** GIVEN REQUEST **
Write out every line of the material below as a JSON list of strings, one string per line, skipping blank lines and leaving out the picture.

** DATA SECTION **
□ □ □

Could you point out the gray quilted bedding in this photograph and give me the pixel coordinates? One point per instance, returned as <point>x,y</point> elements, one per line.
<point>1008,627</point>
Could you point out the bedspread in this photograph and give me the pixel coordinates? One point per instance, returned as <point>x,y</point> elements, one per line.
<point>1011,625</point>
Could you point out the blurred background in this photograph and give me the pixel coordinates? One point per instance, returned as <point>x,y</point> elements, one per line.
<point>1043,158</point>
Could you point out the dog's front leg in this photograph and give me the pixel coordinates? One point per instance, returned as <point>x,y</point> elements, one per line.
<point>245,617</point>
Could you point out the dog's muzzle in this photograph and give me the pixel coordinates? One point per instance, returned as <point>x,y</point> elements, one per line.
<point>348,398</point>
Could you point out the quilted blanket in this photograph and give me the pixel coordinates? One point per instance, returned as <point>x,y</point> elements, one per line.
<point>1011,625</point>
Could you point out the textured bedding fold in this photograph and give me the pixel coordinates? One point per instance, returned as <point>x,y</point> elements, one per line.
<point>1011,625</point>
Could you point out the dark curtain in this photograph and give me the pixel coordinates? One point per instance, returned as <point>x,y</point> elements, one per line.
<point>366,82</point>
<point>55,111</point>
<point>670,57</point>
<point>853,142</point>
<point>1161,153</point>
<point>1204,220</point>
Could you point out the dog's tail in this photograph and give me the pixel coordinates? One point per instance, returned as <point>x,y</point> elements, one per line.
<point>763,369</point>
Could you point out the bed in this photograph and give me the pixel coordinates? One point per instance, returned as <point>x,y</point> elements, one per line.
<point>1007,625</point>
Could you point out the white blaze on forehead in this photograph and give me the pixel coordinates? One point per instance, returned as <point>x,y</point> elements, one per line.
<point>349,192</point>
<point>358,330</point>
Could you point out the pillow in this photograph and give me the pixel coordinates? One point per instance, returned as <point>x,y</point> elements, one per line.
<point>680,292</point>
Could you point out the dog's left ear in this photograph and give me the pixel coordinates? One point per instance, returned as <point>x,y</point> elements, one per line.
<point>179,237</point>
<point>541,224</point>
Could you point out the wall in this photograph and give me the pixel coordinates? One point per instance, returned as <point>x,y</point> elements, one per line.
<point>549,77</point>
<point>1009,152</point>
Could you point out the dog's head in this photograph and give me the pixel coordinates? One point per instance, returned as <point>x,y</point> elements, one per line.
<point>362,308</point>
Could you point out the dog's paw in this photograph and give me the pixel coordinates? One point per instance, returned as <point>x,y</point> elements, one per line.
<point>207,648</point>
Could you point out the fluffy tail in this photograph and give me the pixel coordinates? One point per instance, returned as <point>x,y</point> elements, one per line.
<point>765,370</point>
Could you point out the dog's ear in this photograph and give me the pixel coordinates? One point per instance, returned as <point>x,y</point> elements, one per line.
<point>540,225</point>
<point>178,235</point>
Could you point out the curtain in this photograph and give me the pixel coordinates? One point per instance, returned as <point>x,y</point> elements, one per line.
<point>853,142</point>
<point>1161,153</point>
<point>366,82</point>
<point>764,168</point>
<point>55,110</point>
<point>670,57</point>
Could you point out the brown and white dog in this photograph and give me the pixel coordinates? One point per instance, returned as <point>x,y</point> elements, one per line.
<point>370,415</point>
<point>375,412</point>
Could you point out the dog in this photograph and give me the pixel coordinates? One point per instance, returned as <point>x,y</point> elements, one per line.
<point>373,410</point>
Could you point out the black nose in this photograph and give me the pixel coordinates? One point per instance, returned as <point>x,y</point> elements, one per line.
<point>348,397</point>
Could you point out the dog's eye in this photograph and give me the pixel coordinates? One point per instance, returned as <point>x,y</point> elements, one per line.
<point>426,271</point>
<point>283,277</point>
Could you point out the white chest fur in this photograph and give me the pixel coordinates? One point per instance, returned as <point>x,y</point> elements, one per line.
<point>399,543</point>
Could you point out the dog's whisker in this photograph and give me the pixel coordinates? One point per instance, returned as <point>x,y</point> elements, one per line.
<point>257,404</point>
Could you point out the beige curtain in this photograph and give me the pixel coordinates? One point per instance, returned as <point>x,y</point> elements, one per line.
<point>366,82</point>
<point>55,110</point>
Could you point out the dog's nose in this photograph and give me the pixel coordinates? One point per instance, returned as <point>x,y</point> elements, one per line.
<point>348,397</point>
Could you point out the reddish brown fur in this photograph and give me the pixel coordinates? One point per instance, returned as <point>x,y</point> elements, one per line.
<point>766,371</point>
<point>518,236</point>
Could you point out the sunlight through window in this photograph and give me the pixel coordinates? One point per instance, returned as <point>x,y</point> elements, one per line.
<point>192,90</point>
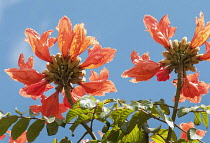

□ □ □

** REPLY TO THE TASK **
[
  "Could you point out the gray quilted bedding in this photograph and give me the pixel coordinates? One point per instance, returned as <point>x,y</point> elements, one per line.",
  "<point>1008,627</point>",
  "Could you point out the bedspread in this photograph and give me the pixel coordinates? One point per instance, returned as <point>x,y</point> elements, one per line.",
  "<point>1011,625</point>",
  "Could you point out the blurred background in this photograph and give me the pixel coordinates? One point per instance, returned as <point>x,y</point> elements, one per line.",
  "<point>1043,158</point>",
  "Could you point out the dog's front leg in this photograph and give me the pixel coordinates? One point per instance, returned as <point>x,y</point> elements, one per line.",
  "<point>245,617</point>",
  "Could you point out the dog's muzzle in this photograph and give me the pixel coordinates? One point per instance, returned as <point>x,y</point> elements, one per line.",
  "<point>348,398</point>",
  "Could you point out the quilted blanket in this photograph and give me the pixel coordinates? One point per instance, returned as <point>x,y</point> elements, one per line.",
  "<point>1011,625</point>",
  "Could you point out the textured bedding fold in this photograph and give me the pixel coordinates? One point per instance, returned as <point>x,y</point> elements, one per line.",
  "<point>1011,625</point>",
  "Could you point out the dark curtain in this photograph and give me the pixel coordinates? One point per instance, returned as <point>x,y</point> elements, one per line.",
  "<point>366,82</point>",
  "<point>55,111</point>",
  "<point>670,57</point>",
  "<point>853,142</point>",
  "<point>1161,153</point>",
  "<point>1204,220</point>",
  "Could you point out the dog's tail in this photograph and give me the pixel coordinates? One point per instance, returned as <point>x,y</point> elements, one per line.",
  "<point>763,369</point>",
  "Could you point out the bed in this photograph and give me the pixel coordinates? One point per instance, returned as <point>x,y</point> elements, one per line.",
  "<point>1007,625</point>",
  "Could you point out the white blaze on forehead in this photograph and give me the pixel coordinates? One point per instance, returned as <point>x,y</point> elements, one per line.",
  "<point>349,192</point>",
  "<point>358,330</point>",
  "Could you point out the pillow in this photograph and give me the pixel coordinates? One point per instance, returned as <point>x,y</point> elements, one per line.",
  "<point>680,292</point>",
  "Could you point out the dog's left ear in this photograph and give me the pixel coordinates? One point per instance, returned as <point>x,y</point> elements, one per line.",
  "<point>179,237</point>",
  "<point>541,224</point>",
  "Could you point out the wall in this photograph and give me the pixel coordinates? One point per instance, returned as <point>x,y</point> elements, one per line.",
  "<point>549,77</point>",
  "<point>1009,152</point>",
  "Could you point out the dog's head in this photograph and give me the pixel coordinates? One point per instance, returned as <point>x,y</point> elements, one per line.",
  "<point>362,308</point>",
  "Could you point out the dog's paw in this photograph and give me the pixel coordinates? One point per instance, returned as <point>x,y</point> elements, one per line.",
  "<point>207,648</point>",
  "Could you point out the fluffy tail in this photograph and give me the pixel coordinates? One point per instance, returned as <point>x,y</point> elements, one per line.",
  "<point>765,370</point>",
  "Could you point out the dog's ear in this photograph and give me the pixel coordinates? One point per instance, returned as <point>x,y</point> elements, one per line.",
  "<point>540,225</point>",
  "<point>178,235</point>",
  "Could you point out the curtain in this photograph and give me the pixel coordinates? One point per instance, returned as <point>x,y</point> elements, one per line.",
  "<point>853,142</point>",
  "<point>1161,153</point>",
  "<point>366,82</point>",
  "<point>764,168</point>",
  "<point>55,110</point>",
  "<point>670,57</point>",
  "Could you point out the brown and white dog in this photograph and give me the pixel coordinates? One point per instance, returned as <point>x,y</point> elements, one per line.",
  "<point>370,415</point>",
  "<point>375,412</point>",
  "Could you point out the dog in this photograph and give me the pixel coordinates? One point per instance, returned as <point>x,y</point> elements, one per line.",
  "<point>373,410</point>",
  "Could you point out the black nose in this photograph and give me the pixel coordinates? One point per instance, returned as <point>x,y</point> elements, one per line.",
  "<point>348,397</point>",
  "Could you point out the dog's eye in this photograph and give me the pixel coordinates? One point per instance, returned as <point>x,y</point> elements, one per line.",
  "<point>426,271</point>",
  "<point>283,277</point>",
  "Could you point out the white chest fur in this photograph and give me the pixel coordinates? One point per instance, returned as <point>x,y</point> elements, one per line.",
  "<point>399,543</point>",
  "Could you point out the dog's whisker in this photograph and give me the pixel coordinates? One point per instance, returned as <point>x,y</point> elements, one per line.",
  "<point>257,404</point>",
  "Could you point out the beige curtain in this photograph and give me the pixel coordinates? One point per instance, returned as <point>x,y</point> elements, one per line.",
  "<point>366,82</point>",
  "<point>55,110</point>",
  "Could you point out the dog's nose in this photograph and give me the pixel coordinates? One point per instance, returned as <point>x,y</point> elements, one per line.",
  "<point>348,397</point>",
  "Could you point out the reddish brown fur in this photograph and give me the pixel coordinates? One point per instance, returned as <point>x,y</point> elements, one per line.",
  "<point>766,371</point>",
  "<point>518,236</point>",
  "Could you point out the sunlight through window in this photograph and give me the pixel coordinates? One point per instance, returned as <point>x,y</point> elements, one per line.",
  "<point>192,90</point>"
]